**** 所给材料

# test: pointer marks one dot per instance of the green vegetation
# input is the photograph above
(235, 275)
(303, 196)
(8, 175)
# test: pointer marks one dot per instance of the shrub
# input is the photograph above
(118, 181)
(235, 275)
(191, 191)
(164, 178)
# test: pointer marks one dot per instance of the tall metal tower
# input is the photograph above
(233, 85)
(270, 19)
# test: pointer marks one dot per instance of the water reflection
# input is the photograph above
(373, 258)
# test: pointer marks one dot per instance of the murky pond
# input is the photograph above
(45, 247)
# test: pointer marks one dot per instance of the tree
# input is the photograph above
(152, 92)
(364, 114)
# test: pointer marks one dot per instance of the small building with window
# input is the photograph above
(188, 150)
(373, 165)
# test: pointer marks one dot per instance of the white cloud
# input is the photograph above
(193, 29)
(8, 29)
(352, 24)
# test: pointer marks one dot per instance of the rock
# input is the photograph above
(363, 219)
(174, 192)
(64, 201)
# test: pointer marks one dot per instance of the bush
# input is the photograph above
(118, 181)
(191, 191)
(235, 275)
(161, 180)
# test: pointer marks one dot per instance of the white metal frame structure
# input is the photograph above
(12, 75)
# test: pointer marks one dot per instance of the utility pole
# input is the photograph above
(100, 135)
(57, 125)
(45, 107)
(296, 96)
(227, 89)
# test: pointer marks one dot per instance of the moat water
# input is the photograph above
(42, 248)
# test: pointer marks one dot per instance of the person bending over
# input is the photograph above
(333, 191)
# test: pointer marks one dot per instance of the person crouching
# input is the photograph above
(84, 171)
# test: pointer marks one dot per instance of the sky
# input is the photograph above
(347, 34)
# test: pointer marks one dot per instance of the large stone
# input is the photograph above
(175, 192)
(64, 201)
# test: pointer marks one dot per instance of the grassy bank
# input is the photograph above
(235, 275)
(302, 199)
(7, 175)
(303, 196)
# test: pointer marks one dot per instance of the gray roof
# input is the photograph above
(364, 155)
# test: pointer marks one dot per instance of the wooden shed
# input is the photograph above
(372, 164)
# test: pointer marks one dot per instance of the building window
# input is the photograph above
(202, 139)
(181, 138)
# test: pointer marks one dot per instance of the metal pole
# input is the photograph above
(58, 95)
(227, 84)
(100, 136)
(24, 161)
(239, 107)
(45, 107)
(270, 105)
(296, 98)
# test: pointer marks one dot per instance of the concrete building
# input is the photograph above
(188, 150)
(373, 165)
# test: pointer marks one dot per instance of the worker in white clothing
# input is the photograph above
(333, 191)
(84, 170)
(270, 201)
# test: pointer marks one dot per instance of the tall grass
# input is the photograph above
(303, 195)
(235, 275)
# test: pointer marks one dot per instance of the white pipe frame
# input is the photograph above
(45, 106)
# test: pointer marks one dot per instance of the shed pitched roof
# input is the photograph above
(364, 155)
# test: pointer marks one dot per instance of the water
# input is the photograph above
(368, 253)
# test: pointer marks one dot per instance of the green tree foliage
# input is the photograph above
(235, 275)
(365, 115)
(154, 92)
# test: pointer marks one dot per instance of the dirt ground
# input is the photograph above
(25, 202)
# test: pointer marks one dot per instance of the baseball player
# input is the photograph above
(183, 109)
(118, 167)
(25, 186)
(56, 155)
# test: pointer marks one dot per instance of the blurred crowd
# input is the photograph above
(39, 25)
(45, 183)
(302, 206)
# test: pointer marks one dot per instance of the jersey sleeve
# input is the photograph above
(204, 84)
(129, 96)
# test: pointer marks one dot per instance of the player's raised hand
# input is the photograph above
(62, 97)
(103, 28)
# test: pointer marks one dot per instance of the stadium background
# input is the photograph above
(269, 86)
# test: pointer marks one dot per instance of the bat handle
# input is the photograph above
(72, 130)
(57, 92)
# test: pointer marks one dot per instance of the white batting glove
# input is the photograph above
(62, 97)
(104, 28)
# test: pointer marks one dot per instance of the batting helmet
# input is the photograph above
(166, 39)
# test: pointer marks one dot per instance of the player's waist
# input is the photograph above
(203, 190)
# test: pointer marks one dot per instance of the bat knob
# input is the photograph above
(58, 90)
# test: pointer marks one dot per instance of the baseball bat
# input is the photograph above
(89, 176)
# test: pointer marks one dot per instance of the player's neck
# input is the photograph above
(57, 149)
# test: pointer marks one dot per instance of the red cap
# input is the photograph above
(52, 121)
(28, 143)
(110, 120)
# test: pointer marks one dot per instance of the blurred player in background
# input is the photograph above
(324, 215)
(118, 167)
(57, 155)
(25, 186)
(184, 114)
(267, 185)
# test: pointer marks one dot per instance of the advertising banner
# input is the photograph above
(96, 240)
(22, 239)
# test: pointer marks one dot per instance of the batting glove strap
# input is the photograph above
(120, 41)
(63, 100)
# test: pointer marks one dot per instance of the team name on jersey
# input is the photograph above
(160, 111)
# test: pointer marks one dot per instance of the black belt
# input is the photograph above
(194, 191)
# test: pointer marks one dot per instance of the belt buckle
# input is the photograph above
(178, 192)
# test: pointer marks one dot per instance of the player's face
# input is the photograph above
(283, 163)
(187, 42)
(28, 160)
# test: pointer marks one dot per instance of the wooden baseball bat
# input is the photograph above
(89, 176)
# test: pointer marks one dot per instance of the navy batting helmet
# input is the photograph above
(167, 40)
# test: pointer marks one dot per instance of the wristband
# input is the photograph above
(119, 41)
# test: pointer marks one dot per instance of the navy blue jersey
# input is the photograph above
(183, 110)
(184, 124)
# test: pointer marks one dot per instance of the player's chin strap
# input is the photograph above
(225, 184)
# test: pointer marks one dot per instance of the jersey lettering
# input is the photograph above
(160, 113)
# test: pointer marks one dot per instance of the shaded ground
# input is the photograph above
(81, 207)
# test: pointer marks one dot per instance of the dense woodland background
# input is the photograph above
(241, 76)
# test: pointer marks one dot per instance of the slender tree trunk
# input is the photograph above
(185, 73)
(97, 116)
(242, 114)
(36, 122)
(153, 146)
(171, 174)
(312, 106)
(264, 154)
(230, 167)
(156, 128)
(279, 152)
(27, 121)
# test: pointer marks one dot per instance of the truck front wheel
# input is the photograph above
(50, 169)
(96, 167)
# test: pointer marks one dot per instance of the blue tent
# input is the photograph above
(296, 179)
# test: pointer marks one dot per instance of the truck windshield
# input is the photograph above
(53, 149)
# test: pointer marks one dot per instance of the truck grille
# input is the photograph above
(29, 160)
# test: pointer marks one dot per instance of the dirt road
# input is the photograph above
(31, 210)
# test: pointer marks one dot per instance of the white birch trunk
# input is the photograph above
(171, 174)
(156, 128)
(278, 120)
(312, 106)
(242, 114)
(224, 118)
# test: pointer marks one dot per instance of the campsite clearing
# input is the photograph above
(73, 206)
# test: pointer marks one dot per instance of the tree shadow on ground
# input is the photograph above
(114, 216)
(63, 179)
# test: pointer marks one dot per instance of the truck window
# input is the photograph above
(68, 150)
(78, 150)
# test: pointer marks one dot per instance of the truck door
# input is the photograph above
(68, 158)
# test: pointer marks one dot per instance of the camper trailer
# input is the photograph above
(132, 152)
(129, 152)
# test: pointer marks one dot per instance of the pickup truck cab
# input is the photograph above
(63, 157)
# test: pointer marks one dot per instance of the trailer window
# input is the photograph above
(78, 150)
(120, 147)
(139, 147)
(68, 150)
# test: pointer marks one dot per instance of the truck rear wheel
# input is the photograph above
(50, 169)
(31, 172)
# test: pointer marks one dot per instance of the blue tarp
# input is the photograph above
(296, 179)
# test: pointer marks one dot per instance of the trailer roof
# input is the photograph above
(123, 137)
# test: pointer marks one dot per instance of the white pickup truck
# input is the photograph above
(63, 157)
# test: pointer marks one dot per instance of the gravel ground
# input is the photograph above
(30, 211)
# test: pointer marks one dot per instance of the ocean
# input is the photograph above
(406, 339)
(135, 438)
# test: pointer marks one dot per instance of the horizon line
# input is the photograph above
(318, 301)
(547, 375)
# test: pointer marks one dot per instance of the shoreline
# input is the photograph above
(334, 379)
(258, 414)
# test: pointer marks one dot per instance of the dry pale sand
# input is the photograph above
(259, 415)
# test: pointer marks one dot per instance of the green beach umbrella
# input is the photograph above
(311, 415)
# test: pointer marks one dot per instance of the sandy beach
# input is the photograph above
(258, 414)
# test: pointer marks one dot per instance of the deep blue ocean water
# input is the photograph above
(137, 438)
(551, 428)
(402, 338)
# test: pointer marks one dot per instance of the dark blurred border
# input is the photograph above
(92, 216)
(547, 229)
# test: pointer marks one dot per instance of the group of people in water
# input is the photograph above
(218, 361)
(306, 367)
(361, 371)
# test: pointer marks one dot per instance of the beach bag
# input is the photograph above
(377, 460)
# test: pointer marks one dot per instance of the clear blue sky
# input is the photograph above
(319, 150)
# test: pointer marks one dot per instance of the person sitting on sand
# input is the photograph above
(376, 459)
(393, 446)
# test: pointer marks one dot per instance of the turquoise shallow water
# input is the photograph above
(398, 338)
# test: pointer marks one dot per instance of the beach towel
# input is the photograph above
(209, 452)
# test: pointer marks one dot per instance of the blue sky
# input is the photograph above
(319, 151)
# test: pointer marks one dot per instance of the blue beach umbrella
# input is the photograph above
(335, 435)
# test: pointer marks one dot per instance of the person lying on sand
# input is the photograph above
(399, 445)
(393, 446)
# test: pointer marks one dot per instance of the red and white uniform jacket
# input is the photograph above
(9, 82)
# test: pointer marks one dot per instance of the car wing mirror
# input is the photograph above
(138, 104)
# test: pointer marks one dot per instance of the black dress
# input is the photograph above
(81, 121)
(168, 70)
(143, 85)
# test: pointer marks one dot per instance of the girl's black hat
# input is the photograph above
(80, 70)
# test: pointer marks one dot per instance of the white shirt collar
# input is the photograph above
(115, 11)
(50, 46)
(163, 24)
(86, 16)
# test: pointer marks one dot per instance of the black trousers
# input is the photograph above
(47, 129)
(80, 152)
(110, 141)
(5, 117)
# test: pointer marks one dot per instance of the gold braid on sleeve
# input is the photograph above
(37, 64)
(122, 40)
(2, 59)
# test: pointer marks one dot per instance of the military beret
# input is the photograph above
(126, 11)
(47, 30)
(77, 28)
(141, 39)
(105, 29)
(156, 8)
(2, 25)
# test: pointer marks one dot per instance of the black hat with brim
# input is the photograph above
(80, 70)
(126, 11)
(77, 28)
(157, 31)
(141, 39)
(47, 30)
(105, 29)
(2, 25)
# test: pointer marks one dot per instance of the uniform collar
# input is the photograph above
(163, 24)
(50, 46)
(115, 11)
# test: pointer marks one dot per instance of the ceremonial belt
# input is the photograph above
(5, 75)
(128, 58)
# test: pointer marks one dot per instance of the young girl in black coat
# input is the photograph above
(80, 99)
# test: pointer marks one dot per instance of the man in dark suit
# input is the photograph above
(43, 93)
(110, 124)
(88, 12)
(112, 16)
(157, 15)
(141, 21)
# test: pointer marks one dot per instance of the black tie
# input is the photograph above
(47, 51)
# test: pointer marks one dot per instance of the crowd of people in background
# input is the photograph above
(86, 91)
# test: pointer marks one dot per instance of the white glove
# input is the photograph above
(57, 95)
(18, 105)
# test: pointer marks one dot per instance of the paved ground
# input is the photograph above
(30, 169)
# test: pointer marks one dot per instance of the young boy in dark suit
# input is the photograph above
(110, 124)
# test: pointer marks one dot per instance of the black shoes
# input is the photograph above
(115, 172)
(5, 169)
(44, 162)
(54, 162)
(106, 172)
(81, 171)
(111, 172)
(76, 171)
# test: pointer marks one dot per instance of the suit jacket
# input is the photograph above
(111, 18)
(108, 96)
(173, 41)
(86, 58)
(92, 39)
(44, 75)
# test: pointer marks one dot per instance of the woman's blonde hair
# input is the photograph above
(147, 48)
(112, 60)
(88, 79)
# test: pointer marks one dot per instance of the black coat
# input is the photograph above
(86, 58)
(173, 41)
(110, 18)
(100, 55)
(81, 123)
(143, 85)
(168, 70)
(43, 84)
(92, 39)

********

从含有“# test: pointer marks one dot per instance of the woman's”的那一行开始，一直抄到上面这些行的最后一行，逐字照录，首尾两行都要包括。

任务结果:
# test: pointer marks one dot per instance of the woman's blonde hair
# input is the photograph above
(147, 48)
(112, 60)
(88, 79)
# test: pointer marks one dot per instance of the black coat
# input is the photograph above
(86, 58)
(173, 41)
(110, 18)
(100, 55)
(81, 123)
(143, 85)
(168, 70)
(43, 84)
(92, 39)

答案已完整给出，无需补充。